> **Work to complete**
Can you rewrite the stretch from the line containing "TARGET = sky" through the line containing "(1059, 478)", swapping "cabin door" for "wooden door" and leaving every other part of those lines as is?

> **Entries from a collection**
* start *
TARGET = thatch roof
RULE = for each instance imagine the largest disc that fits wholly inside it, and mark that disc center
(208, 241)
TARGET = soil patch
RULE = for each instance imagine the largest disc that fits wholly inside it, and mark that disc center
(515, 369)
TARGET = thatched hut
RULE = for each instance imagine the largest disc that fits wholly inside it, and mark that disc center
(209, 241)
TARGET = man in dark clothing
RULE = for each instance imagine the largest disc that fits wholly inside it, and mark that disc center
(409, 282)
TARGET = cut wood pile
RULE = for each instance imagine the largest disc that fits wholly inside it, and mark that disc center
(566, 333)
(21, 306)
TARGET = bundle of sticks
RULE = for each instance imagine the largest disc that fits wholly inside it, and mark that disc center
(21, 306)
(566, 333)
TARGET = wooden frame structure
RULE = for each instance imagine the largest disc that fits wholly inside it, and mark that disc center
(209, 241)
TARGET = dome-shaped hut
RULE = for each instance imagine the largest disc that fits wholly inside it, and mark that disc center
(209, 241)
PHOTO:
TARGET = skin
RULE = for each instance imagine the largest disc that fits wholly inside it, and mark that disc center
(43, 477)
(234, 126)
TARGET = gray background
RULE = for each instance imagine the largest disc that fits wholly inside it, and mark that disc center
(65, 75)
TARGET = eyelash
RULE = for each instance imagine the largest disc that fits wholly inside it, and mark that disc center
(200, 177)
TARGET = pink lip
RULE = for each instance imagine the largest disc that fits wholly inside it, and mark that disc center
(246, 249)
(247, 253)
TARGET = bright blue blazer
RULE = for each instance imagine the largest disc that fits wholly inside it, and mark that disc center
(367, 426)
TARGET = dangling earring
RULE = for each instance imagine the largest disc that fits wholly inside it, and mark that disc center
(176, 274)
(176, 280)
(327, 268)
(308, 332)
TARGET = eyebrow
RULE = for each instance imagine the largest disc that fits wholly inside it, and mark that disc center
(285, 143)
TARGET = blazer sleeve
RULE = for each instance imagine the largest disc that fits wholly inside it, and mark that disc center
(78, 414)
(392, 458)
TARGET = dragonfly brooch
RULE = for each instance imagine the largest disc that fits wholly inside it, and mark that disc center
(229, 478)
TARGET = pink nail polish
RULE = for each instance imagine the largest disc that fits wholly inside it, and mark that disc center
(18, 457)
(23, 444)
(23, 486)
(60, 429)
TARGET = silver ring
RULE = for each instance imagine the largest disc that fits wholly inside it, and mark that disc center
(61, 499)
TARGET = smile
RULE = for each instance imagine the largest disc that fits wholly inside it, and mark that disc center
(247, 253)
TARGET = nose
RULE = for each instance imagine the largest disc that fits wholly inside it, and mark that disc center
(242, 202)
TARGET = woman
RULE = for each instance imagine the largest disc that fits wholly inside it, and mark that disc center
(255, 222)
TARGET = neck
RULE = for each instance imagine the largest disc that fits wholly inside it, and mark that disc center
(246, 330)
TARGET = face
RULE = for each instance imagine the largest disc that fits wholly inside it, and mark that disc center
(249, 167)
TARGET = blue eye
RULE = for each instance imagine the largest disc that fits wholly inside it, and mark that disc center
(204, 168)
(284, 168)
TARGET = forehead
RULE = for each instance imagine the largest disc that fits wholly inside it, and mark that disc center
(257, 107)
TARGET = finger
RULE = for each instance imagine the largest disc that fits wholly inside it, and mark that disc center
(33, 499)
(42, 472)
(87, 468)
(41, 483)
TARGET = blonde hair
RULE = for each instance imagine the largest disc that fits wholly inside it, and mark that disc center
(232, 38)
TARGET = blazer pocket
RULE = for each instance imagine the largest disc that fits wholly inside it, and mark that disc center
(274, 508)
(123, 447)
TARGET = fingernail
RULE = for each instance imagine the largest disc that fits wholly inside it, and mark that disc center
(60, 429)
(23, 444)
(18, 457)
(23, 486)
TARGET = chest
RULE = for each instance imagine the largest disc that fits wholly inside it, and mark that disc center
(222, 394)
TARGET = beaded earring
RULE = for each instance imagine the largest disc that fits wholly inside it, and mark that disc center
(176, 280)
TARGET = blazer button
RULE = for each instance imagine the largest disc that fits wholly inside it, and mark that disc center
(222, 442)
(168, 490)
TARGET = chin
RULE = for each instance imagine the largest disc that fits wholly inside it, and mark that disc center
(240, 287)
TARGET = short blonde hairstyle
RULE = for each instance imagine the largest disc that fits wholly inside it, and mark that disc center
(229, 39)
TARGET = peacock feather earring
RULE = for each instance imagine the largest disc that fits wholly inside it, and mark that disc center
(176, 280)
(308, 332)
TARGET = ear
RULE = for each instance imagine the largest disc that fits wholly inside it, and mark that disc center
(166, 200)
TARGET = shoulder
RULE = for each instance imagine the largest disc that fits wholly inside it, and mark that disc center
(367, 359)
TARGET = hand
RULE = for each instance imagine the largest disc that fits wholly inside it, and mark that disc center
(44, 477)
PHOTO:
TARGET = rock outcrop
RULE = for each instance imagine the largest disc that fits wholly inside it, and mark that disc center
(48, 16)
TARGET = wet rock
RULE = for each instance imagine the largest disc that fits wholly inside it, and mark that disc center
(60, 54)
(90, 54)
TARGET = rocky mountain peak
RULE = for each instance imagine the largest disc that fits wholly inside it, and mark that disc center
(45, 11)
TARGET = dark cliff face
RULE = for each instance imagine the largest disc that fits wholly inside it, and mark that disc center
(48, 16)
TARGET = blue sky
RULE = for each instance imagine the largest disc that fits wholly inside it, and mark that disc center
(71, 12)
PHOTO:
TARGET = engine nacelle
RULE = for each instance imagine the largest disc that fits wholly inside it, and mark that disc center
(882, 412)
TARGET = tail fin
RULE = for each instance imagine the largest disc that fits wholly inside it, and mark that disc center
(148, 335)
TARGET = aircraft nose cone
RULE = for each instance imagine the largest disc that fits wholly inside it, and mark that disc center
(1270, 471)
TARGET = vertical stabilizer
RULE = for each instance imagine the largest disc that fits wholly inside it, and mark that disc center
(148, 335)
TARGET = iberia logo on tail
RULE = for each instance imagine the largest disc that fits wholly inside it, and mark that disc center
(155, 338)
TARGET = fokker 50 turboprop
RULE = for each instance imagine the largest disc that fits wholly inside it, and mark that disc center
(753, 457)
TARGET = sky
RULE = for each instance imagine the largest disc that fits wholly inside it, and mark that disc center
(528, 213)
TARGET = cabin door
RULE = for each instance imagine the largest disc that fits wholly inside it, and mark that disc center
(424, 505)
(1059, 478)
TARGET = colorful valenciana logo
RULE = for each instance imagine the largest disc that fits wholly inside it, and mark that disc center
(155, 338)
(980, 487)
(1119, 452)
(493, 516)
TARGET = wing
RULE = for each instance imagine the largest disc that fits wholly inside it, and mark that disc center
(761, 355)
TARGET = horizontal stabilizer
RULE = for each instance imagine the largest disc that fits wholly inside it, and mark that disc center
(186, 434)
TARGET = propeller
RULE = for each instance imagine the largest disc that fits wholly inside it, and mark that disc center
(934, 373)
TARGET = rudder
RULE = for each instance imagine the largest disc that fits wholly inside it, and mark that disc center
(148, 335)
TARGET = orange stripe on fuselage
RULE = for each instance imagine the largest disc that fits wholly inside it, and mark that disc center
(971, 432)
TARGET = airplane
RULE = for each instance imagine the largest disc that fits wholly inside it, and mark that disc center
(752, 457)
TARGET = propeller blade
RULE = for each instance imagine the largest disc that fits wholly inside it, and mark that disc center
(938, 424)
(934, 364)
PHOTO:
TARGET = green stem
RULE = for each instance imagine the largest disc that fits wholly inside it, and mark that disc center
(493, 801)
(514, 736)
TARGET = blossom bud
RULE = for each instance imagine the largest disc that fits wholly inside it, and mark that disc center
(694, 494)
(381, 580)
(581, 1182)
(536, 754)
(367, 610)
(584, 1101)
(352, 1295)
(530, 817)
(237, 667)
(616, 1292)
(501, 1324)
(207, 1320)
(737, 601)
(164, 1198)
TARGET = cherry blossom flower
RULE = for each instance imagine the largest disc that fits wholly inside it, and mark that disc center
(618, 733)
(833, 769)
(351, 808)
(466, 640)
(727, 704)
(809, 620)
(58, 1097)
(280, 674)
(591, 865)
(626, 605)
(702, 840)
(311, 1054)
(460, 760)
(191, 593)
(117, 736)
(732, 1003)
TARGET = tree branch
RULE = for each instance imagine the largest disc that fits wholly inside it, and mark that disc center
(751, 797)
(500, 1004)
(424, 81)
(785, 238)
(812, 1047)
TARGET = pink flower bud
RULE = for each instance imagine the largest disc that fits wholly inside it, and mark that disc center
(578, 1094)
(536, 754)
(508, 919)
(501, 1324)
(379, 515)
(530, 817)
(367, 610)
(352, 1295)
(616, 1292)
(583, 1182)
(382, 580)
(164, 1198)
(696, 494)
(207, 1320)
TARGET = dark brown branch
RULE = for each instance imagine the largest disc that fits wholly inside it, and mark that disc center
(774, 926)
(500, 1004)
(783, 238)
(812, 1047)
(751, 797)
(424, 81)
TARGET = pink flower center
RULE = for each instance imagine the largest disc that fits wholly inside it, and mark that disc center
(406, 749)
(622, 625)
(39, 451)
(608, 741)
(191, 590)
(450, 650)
* end *
> **Output of the exercise**
TARGET = sky
RULE = for each instance imagine the largest disc that fits wholly inside it, and mark that disc center
(528, 213)
TARGET = wooden door
RULE = for each instance imagine the largest disc that fits wholly inside it, and mark that disc center
(424, 505)
(1059, 478)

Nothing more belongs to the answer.